▶ [Task] This exercise calls for the records to be repeated in full, exactly as written.

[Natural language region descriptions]
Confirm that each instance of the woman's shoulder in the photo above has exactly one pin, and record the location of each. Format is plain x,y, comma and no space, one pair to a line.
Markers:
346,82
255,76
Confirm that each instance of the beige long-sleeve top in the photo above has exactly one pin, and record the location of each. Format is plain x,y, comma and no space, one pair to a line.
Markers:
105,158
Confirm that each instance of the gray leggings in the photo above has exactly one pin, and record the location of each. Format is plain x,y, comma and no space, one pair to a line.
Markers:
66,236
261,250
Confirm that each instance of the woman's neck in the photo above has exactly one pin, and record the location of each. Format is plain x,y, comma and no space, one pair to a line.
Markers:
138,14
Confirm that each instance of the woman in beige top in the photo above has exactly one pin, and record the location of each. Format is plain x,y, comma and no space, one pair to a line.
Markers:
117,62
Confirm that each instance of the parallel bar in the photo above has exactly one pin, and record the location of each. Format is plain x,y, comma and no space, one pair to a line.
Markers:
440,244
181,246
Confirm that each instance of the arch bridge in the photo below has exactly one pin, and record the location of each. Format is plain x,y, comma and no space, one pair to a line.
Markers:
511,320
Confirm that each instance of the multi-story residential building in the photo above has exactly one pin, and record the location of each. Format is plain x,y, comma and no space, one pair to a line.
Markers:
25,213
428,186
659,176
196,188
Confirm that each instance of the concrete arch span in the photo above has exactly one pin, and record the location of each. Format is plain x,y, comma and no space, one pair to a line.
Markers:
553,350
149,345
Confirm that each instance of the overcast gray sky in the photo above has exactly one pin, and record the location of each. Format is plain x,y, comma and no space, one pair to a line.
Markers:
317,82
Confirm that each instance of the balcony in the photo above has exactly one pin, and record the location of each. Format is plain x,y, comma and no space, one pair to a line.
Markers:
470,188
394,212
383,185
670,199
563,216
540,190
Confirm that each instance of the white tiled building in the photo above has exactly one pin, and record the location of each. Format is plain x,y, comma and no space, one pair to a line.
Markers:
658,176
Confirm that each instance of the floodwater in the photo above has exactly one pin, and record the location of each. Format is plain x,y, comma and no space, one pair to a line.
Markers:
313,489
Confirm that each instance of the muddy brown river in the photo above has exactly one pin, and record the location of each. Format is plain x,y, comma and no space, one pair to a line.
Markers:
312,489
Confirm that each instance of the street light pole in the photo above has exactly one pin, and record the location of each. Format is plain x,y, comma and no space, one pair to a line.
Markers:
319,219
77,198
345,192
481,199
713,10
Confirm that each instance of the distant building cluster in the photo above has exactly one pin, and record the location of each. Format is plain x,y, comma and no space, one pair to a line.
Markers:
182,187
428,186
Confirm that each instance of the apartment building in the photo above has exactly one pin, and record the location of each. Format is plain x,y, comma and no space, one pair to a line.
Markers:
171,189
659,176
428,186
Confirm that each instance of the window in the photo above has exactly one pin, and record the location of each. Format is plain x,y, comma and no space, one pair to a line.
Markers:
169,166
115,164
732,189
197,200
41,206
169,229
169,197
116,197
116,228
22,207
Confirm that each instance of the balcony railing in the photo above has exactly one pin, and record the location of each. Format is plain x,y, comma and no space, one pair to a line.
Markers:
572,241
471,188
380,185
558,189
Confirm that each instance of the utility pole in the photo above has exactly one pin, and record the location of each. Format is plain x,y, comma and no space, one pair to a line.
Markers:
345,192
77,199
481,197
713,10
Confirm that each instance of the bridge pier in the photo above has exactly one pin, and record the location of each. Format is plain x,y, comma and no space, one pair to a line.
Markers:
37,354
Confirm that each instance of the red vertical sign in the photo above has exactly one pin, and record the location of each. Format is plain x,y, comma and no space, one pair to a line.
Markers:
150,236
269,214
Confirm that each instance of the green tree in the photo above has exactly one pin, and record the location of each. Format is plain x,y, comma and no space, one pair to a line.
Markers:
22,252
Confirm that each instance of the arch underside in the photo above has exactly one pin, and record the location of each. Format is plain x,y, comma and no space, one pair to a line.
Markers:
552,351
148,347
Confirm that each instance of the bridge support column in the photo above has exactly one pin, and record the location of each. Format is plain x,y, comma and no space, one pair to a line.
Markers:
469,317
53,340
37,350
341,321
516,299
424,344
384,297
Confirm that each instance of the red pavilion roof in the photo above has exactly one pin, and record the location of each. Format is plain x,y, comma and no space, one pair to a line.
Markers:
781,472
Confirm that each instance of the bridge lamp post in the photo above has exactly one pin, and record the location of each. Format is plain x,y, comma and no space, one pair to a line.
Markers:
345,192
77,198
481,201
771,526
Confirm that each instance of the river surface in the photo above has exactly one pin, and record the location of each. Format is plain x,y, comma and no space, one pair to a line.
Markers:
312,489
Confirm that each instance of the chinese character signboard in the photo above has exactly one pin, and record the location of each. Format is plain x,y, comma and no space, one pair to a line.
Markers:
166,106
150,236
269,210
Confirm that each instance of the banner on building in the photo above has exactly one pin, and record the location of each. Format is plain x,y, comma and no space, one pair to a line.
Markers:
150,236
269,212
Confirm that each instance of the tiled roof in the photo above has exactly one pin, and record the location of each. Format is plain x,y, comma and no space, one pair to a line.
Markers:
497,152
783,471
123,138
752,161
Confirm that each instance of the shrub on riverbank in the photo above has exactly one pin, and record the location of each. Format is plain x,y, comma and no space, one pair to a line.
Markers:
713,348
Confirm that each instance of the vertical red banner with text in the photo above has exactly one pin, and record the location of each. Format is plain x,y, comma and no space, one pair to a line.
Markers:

▶ [Answer box]
Confirm that each instance of the woman's shoulder in the photo above has exactly one pin, and record the location of each. Format is plain x,y, comma and no space, one pair to a line.
Markers:
346,82
255,76
Confirm that each instance of the beige long-sleeve top in the photo above has exactly one pin, and record the location of each. Format is plain x,y, comma and no space, one pair to a line.
Markers:
105,158
Confirm that each instance of the gray leggings in the photo above has exactly one pin, and record the location of each. Format is plain x,y, comma and no space, one pair to a line.
Markers:
66,236
261,250
Confirm that each instance of the woman's neck in the photo above has exactly one pin, and record the location of each. Format is plain x,y, comma and no space, one pair to a line.
Markers:
138,14
Confirm that each instance of the woman in beige top in the photo above has exactly one pin, and record the location of each. Format is plain x,y, comma and no space, one pair to a line.
Markers:
117,62
Confirm that each instance of the parallel bar in the photo above has exactly one pin, and record the location of each. Format is plain x,y, comma and no space, one pair to a line.
Markers:
440,244
181,246
Confirm that each instance of the arch bridge in the photo below has exactly one pin, and record the location of each. Format is plain x,y, comma and no space, one pair to a line.
Markers:
511,320
Confirm that each instance of the multi-story residential building in the photo above has exactly one pin, and record the location of each. Format is plain x,y, comma and no space, one pair to a line.
Markers:
25,213
428,186
659,176
196,188
Confirm that each instance of the concrete arch span in the photo above has exactly one pin, and record the location of each. Format is plain x,y, comma and no space, one pair to a line.
Markers:
553,350
149,345
Confirm that each instance of the overcast gray sky in the photo above has exactly one pin, and record the location of each. Format is plain x,y, comma and no space, one pair to a line.
Markers:
317,82
Confirm that each instance of the balcony in the photo above has exactly one pin, and record the location of each. Format is plain x,y, comma and no space, one pair to a line.
Markers:
470,188
394,212
383,185
670,199
563,216
540,190
Confirm that each instance of the white tiled building in the photo above has exactly one pin, and record the location of each. Format is plain x,y, comma and no space, one pair to a line.
Markers:
658,176
Confirm that each instance of the floodwater in the photo above has exactly one pin, and record the location of each. Format is plain x,y, comma and no space, one pair to a line.
Markers:
313,489
Confirm that each instance of the muddy brown river in the photo above has exactly one pin, and record the location of each. Format is plain x,y, comma and no space, one pair to a line.
Markers:
312,489
Confirm that each instance of the street light pole in the photo above has exactly one pin, and record the location of each. Format is plain x,y, comma and no space, one pair to a line.
Markers:
319,219
77,198
345,192
481,199
713,10
Confirm that each instance of the distant building cluster in the photo above has exactly one pin, and record the location of each. Format is plain x,y, comma and no space, one pair to a line.
Markers:
182,187
428,186
Confirm that each instance of the apartment building in the photo above has exactly one pin, and record the location of each. Format is plain x,y, comma and no space, one pair to a line.
Markers:
171,189
659,176
428,186
Confirm that each instance of the window in the photo above has exactly one pin, and record the location of each. Format is plain x,y, comma and no space, one pair to a line.
Markers:
169,166
115,164
732,189
197,200
41,206
169,229
169,197
116,197
116,228
22,207
Confirm that each instance of the balcony railing in the photo above has exactly one pin, and record the location of each. Format is plain x,y, comma and no space, one pair to a line.
Markers:
572,241
471,188
380,185
558,189
Confirm that each instance of the utility pole in the photo above has exactly one pin, and record the location of each. Format is plain x,y, comma and no space, one pair to a line.
Markers:
345,192
77,199
481,197
713,10
Confirm that each instance of the bridge pier in the photo above has exactly one pin, and record the location of each. Format is plain x,y, comma and no space, one pair to a line.
Markers:
37,354
Confirm that each instance of the red vertical sign in the photo above has exactly one pin, and record the location of each. Format is plain x,y, comma and no space, one pair to a line.
Markers:
150,236
269,214
Confirm that each instance of the green tree in the photo above has exactly one pin, and record the location of each. Format is plain x,y, comma and no space, one pair to a line.
Markers:
22,252
Confirm that each instance of the arch underside in the photo above has exactly one pin, and record the location of each. Format is plain x,y, comma and no space, one pair to a line.
Markers:
552,351
148,347
Confirm that each instance of the bridge support column in the photo above has exactly one pin, and record the location of each. Format is plain x,y, comma and no space, one pair to a line.
Markers:
469,317
53,340
37,350
341,321
516,299
424,344
384,297
Confirm that each instance of the red pavilion roof in the photo above has exactly one pin, and record the location of each. Format is plain x,y, comma and no space, one pair to a line.
Markers:
781,472
Confirm that each instance of the bridge lamp post in the photo above has exactly one pin, and record the location of each. Format is plain x,y, comma and no space, one pair to a line.
Markers:
345,192
77,198
481,201
771,526
Confirm that each instance of the river surface in the photo above has exactly one pin, and record the location of each. Format is plain x,y, comma and no space, one pair to a line.
Markers:
312,489
Confirm that each instance of the chinese character signboard in the photo above has exactly one pin, and record the location of each. Format is plain x,y, comma and no space, one pair to a line.
Markers:
166,106
150,236
269,210
Confirm that each instance of the banner on building in the photo above has exactly one pin, and record the location of each. Format is plain x,y, comma and no space, one pair to a line.
Markers:
150,236
269,212
Confirm that each instance of the tiled roof in the photo above has exactly one pin, and record the location of each. Format is plain x,y, comma and no space, one pair to a line.
Markers:
497,152
783,471
123,138
752,161
Confirm that each instance of the shrub on riverbank in the photo above has exactly one pin, and record the location of each. Format is plain x,y, comma and no space, one pair to a line.
Markers:
713,348
Confirm that each instance of the vertical red banner with text in the photo above has exactly one pin, and record the location of each. Format is plain x,y, comma and no space, one pair to a line.
Markers:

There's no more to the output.